Natural language region descriptions:
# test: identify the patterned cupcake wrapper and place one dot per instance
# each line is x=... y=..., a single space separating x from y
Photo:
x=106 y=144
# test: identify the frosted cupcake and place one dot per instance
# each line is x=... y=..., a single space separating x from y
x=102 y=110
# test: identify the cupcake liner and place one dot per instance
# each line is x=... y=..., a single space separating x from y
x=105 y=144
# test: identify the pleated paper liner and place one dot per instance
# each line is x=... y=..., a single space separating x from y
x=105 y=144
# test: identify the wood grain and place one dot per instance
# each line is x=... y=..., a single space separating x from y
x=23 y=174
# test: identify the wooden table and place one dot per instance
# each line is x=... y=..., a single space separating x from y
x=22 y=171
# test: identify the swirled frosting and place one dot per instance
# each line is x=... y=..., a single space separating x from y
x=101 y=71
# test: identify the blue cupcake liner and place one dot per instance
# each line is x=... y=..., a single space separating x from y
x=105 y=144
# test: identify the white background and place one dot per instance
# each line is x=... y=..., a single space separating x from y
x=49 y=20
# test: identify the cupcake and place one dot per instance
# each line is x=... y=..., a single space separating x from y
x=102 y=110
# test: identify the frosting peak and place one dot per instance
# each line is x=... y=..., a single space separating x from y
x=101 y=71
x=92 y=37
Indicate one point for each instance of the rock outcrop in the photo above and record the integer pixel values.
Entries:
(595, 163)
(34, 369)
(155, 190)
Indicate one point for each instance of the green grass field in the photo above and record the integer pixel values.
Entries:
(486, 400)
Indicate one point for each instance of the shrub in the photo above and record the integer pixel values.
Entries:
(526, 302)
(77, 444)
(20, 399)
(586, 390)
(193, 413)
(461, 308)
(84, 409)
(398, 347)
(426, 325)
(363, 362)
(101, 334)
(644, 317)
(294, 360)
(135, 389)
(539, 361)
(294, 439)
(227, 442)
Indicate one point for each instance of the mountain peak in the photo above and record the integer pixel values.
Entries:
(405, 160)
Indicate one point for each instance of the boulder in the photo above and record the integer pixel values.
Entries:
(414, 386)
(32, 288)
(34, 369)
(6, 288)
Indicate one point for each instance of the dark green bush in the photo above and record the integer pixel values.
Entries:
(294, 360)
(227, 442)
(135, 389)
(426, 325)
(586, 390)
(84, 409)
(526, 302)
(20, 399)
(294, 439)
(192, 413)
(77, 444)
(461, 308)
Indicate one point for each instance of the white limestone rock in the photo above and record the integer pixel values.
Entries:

## What is required
Set the lines down exactly as they stand, beginning at the one that contains "Indicate one point for each instance of the boulder" and stopping after the last line of the entries above.

## Answer for this exercise
Indicate one point for each instance of the boulder in the photo above and record the integer pixel values.
Entries:
(414, 386)
(32, 288)
(34, 369)
(6, 288)
Indicate one point for each instance of the dark green bush in the photo above and record the integer pixel values.
Entries:
(294, 360)
(227, 442)
(135, 389)
(426, 325)
(586, 390)
(84, 409)
(526, 302)
(20, 399)
(294, 439)
(192, 413)
(77, 444)
(461, 308)
Indicate one point for each instance of the white limestone rock in the photo above and record the integer pixel values.
Entries:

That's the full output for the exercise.